**Aim of the task:**
Can you output the data below as a Markdown table with the columns No. and Entry, numbering each row and leaving out blank lines? Begin at the line that contains "Find the vertical" and stop after the line that contains "x=122, y=29".

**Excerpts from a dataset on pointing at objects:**
------------------------------------

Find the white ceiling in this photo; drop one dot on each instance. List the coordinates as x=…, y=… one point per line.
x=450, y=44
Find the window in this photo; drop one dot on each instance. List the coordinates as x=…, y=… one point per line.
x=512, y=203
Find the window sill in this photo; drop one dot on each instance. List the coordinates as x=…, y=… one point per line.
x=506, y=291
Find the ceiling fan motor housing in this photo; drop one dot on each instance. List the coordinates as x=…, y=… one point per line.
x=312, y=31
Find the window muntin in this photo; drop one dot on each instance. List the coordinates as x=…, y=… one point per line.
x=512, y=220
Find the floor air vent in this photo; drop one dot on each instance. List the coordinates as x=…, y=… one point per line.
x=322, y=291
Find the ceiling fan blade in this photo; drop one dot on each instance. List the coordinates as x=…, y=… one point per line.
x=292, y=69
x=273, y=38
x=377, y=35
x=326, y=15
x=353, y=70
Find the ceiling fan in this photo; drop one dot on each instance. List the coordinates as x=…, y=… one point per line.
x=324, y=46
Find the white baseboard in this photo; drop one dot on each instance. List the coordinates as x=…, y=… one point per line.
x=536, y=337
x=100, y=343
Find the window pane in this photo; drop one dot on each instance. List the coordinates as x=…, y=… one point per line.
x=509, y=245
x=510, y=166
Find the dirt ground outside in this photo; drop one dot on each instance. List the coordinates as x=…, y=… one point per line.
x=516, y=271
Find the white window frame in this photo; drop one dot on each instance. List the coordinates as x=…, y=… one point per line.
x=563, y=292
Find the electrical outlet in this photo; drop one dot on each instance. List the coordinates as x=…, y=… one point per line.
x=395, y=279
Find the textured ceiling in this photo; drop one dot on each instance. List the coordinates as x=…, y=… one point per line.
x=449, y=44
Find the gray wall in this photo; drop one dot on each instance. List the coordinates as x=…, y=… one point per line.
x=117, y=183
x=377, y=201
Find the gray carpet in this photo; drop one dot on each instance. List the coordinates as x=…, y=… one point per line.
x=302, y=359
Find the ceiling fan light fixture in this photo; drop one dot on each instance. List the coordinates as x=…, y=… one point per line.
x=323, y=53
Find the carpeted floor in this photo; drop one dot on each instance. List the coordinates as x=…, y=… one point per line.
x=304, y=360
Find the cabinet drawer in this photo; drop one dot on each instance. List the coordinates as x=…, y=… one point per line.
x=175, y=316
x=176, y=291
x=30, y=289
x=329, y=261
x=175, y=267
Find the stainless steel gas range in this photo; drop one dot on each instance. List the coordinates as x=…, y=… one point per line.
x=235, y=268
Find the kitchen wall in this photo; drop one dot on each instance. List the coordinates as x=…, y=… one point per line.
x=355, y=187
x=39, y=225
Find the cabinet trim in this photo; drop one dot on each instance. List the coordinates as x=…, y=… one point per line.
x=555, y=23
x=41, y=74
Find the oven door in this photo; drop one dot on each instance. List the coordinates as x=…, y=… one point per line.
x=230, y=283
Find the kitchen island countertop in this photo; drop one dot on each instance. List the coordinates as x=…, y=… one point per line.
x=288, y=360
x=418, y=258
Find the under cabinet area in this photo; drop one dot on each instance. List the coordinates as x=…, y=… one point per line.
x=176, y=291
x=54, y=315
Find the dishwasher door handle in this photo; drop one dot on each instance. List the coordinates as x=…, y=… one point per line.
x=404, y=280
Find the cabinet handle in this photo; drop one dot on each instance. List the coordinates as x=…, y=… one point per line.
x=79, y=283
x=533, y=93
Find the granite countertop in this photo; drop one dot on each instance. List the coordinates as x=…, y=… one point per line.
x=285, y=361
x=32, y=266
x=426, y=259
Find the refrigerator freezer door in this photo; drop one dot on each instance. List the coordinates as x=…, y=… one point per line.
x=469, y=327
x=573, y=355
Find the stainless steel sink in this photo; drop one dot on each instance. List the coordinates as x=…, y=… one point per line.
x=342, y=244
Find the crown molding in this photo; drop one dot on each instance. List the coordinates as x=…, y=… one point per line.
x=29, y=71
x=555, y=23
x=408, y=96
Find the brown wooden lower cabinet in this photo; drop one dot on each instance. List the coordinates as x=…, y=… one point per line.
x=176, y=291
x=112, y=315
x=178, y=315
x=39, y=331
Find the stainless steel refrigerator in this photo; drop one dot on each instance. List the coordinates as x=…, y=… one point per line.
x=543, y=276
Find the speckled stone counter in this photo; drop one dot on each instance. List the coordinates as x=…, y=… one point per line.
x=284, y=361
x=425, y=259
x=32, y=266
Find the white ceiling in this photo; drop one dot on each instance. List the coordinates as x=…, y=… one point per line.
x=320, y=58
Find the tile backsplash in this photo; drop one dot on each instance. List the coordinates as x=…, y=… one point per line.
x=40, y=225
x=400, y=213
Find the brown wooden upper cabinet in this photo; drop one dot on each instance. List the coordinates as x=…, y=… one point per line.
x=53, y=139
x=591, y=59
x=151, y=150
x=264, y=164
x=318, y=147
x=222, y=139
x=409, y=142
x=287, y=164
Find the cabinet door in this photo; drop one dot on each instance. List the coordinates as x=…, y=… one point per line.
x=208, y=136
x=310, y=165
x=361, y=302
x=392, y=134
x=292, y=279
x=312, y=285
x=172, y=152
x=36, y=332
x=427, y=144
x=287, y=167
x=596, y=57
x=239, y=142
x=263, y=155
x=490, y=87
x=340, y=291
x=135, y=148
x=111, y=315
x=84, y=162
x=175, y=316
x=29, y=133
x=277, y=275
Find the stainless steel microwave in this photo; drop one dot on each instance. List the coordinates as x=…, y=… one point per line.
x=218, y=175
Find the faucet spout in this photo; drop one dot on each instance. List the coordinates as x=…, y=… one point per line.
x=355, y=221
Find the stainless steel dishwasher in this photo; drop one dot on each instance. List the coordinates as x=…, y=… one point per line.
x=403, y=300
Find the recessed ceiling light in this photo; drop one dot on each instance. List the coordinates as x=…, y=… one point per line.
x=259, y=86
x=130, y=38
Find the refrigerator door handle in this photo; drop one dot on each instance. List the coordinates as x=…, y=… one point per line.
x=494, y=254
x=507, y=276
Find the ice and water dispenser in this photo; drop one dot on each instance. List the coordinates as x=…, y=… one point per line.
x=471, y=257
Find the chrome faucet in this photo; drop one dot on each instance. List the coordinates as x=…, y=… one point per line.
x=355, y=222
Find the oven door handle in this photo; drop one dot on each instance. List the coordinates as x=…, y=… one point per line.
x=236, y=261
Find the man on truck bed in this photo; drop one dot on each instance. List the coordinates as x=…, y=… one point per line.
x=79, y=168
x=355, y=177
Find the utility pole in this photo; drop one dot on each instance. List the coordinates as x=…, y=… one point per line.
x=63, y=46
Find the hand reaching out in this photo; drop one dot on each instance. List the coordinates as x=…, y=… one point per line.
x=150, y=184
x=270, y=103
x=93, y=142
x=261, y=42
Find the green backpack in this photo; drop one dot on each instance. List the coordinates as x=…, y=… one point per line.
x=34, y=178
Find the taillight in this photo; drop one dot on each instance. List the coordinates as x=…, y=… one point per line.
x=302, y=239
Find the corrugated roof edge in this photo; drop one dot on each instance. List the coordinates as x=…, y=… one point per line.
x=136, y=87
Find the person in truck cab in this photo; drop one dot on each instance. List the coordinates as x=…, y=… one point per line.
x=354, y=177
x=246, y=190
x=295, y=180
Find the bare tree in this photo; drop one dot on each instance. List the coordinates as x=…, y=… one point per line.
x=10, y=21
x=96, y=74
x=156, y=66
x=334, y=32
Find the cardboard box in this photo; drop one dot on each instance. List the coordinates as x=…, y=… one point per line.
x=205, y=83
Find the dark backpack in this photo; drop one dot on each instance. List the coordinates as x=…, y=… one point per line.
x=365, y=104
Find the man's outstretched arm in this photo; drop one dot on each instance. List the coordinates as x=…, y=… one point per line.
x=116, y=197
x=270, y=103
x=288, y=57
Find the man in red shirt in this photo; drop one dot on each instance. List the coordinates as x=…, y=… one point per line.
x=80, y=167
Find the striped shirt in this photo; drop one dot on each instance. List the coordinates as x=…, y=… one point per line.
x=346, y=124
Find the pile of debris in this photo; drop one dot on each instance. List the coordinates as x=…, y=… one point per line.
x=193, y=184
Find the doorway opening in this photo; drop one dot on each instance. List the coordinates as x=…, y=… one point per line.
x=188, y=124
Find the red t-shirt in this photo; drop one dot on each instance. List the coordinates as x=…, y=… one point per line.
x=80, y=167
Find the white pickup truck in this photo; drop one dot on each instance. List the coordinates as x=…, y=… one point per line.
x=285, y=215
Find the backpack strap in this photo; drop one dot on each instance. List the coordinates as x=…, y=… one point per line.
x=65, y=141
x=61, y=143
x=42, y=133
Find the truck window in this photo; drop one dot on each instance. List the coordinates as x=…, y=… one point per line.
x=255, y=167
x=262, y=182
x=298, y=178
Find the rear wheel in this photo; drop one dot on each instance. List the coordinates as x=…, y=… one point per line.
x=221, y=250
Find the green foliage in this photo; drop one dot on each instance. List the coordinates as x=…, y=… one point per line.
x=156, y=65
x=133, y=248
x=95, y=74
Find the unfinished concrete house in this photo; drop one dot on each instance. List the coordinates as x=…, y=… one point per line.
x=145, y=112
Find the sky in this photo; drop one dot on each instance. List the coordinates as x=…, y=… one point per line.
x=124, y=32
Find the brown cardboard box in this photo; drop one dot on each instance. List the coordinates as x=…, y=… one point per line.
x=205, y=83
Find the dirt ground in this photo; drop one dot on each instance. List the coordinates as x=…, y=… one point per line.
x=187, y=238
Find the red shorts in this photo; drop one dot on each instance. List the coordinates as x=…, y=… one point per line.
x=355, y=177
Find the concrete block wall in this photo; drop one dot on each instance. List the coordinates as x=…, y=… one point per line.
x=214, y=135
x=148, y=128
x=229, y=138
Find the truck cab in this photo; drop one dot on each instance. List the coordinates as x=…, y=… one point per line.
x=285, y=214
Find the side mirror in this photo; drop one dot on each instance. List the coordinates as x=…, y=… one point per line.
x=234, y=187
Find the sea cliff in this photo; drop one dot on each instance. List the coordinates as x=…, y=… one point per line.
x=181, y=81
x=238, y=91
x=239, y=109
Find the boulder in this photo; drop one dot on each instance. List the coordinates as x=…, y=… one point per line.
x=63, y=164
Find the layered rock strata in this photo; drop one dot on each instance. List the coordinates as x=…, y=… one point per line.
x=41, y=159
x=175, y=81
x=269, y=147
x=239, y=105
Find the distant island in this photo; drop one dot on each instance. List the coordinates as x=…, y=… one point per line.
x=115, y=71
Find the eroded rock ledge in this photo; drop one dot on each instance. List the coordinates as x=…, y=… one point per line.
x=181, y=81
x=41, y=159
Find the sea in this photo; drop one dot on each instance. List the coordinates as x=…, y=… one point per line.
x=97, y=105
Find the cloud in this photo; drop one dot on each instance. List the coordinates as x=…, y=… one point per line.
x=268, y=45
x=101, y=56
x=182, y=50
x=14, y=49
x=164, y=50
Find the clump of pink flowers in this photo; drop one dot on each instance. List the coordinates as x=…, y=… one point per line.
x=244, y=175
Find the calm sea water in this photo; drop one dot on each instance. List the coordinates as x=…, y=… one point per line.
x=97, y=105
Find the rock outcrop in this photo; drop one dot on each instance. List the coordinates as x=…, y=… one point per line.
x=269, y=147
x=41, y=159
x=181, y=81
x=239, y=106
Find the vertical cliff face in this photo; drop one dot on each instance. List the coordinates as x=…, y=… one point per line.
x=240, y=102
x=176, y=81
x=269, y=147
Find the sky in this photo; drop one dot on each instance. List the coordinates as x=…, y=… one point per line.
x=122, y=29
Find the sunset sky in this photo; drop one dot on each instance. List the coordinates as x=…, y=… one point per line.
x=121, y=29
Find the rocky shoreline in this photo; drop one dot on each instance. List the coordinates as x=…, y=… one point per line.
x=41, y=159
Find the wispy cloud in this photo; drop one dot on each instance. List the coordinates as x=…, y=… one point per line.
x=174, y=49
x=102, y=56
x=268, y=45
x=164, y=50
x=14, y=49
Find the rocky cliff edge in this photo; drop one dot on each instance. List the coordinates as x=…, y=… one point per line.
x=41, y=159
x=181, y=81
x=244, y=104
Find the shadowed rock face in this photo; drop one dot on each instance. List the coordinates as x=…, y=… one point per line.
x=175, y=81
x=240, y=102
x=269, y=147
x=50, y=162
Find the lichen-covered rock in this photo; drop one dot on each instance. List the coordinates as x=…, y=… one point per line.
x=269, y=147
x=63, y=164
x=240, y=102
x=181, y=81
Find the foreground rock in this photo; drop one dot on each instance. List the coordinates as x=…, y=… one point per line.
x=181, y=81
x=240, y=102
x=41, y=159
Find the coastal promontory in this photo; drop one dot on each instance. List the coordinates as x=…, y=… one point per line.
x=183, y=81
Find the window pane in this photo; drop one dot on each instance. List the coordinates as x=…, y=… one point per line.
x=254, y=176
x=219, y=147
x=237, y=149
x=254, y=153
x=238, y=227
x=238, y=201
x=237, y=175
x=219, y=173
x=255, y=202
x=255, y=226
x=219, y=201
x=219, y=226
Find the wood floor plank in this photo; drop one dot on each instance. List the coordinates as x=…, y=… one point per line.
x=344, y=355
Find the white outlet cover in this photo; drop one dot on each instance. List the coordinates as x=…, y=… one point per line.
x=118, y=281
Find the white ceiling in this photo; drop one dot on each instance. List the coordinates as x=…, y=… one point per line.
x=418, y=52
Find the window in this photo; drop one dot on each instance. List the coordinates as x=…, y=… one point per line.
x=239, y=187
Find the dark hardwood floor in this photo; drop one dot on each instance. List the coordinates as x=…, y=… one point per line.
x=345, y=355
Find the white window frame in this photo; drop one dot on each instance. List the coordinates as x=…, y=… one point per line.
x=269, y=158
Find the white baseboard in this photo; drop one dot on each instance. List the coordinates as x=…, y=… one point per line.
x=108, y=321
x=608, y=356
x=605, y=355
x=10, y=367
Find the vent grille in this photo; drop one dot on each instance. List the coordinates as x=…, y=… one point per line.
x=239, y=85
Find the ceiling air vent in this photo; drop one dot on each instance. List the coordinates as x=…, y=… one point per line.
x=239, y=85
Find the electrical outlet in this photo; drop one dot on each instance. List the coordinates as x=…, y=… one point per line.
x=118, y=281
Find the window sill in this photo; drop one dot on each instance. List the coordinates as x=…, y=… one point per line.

------------------------------------

**Exercise response:**
| No. | Entry |
|---|---|
| 1 | Find the vertical cliff face in this photo; drop one dot on each instance. List the coordinates as x=…, y=… one point per line. |
| 2 | x=240, y=102 |
| 3 | x=176, y=81 |
| 4 | x=269, y=147 |
| 5 | Find the sky in this photo; drop one dot on each instance. List the coordinates as x=…, y=… one point per line. |
| 6 | x=122, y=29 |